§ **Problem description**: Every record below must be returned exactly as it was received.

§ **Materials provided**:
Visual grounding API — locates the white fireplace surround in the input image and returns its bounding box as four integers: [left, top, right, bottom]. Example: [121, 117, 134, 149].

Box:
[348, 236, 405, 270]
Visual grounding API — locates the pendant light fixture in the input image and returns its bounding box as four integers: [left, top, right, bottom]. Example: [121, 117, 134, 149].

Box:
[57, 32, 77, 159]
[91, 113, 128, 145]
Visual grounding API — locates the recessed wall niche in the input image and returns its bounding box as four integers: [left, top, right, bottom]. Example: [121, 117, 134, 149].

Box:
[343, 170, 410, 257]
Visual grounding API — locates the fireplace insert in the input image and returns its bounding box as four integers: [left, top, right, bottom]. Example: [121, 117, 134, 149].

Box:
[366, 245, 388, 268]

§ **Result of the task**:
Visual grounding API — locates the white fireplace surround in the input image and returns its bounding box as four integers: [left, top, right, bottom]. Example: [121, 117, 134, 149].

Box:
[348, 236, 405, 270]
Visual grounding API — locates the pendant light fixture in the input image and returns its bounding box as four integers: [left, top, right, bottom]. Example: [121, 117, 134, 149].

Box:
[57, 32, 77, 159]
[91, 113, 128, 145]
Visual grounding API — locates the recessed wall niche in the input image and returns its bounding box as four integers: [left, top, right, bottom]. Example: [121, 117, 134, 149].

Box:
[343, 170, 410, 257]
Visual grounding API — locates the fireplace insert in the input image and returns its bounding box as four integers: [left, top, right, bottom]. Example: [121, 117, 134, 149].

Box:
[366, 245, 388, 268]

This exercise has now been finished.